### AIM 1
According to the boxing column below, who was the only person who believed Foreman would beat Frazier before their 1973 title fight?

━━━

First off, let me just say that I will be very blunt in my opinion and assessments in this column. It concerns former heavyweight champ George Foreman and his career prior to taking the title from undefeated champ “Smokin” Joe Frazier. I've grown tired over the recent years of so many revising history to make themselves come off smarter than they really were. I have noticed this a lot lately when the fight has been discussed. I was around at the time of the title fight between Frazier and Foreman. Although I was only 13, I followed it better and more closely than anybody.
I love how so many now say they knew Foreman was going to demolish Frazier before their 1973 title fight? And there are quite a few of you. No Way! I lived through that period, and I'm telling you nobody thought Foreman had prayer-one versus Frazier, nobody. Like him or not, there was only one person who thought Foreman was going to beat Frazier, Howard Cosell. That's right, not one fighter, retired great fighter, boxing writer, or broadcaster thought Foreman was going to win other than Cosell. And it's documented on tape.
I have the ABC archives footage where Cosell is holding court with the boxing/sporting press and tells Barney Nagler of the daily Racing Forum that he thinks Foreman is gonna kill Frazier. Cosell goes on to tell Nagler that Frazier took a bad beating in the Ali fight and that he has basically retired mentally from fighting. Cosell went on to say Frazier's only interested in making lousy records and soaking up the stardom he's gained from defeating Muhammad Ali.
Other big time writers were at this gathering while Cosell took an informal poll among them, and some great former ex-champs as well. Guys like Dick Young, Dave Anderson, and Red Smith were all in agreement that Foreman is a sitting duck for Smokin Joe. Ex-greats like Dempsey, Tunney, Walcott, Graziano, and Pep are some of the ex-fighters who Cosell polls for a pick. Everyone of them agrees with the writers and all like Frazier in a big way. Back then retired champs used to go to and care about the big championship fights.
Look, I'm not putting Foreman down, I think he is an all-time top three or four heavyweight champ. However, going into his fight with Frazier, Foreman's record was viewed with the same disdain as the record of Shannon Briggs' was viewed while he was undefeated. Another words, he had many impressive knockouts, but who did he really knockout? Would anyone have picked Briggs to beat Tyson two fights removed from Michael Spinks. The answer is no and Hell no.
Tyson looked so-so after Spinks when he fought Bruno. Yet nobody would've taken Briggs to beat Tyson if he fought him after the Bruno fight, despite his size and knockout record. The same thing applies with Frazier and Foreman. Although Frazier looked so-so versus Daniels and Stander after he beat Ali. Nobody thought he would lose to a big wild swinging fighter like Foreman. After Frazier defeated Ali, some were hailing him as possibly the greatest heavyweight champ in history. Frazier's rep after the first Ali fight was every bit as hyped as Tyson's was after Spinks, if not more.

━━━

### AIM 2
Locate every line in the rows below that contains the string "query", and copy each of those lines.

### EXERCISE INPUTS
━━━

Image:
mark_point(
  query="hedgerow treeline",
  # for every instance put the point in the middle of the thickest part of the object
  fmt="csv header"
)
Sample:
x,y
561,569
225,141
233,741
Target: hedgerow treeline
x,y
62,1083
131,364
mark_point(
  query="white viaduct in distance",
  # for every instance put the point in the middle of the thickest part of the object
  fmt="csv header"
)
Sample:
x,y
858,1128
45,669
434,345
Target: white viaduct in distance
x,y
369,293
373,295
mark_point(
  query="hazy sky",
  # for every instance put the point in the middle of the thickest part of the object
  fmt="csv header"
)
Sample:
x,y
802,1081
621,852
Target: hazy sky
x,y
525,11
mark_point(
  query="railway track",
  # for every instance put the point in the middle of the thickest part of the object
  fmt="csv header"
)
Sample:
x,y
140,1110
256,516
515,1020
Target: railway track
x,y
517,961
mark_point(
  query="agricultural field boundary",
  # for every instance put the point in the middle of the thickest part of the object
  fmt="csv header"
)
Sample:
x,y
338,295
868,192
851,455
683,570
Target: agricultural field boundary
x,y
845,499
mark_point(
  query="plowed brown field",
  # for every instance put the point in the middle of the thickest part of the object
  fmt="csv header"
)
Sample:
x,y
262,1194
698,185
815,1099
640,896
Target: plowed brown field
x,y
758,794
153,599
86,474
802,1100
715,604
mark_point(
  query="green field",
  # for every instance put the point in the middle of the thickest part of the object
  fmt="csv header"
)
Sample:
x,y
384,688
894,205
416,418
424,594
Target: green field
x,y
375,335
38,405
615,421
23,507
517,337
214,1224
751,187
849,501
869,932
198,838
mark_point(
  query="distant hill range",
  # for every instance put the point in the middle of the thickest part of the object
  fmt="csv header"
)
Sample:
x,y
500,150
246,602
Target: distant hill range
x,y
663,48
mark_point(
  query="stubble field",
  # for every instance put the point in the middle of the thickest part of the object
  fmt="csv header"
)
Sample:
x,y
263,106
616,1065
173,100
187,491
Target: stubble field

━━━

### REPLY 1
Howard Cosell

### REPLY 2
  query="hedgerow treeline",
  query="white viaduct in distance",
  query="hazy sky",
  query="railway track",
  query="agricultural field boundary",
  query="plowed brown field",
  query="green field",
  query="distant hill range",
  query="stubble field",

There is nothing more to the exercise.